WHAT YOU HAVE TO DO:
Return the full material exactly.

MATERIAL:
•••••
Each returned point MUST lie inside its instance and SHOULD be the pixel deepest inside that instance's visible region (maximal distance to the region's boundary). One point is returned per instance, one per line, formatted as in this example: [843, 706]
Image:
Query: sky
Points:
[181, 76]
•••••
ANSWER TO THE TASK:
Each returned point MUST lie inside its instance and SHOULD be the pixel deepest inside that instance's visible region (maximal distance to the region's boundary). One point is returned per instance, one per line, formatted as in this example: [843, 706]
Image:
Query: sky
Points:
[181, 76]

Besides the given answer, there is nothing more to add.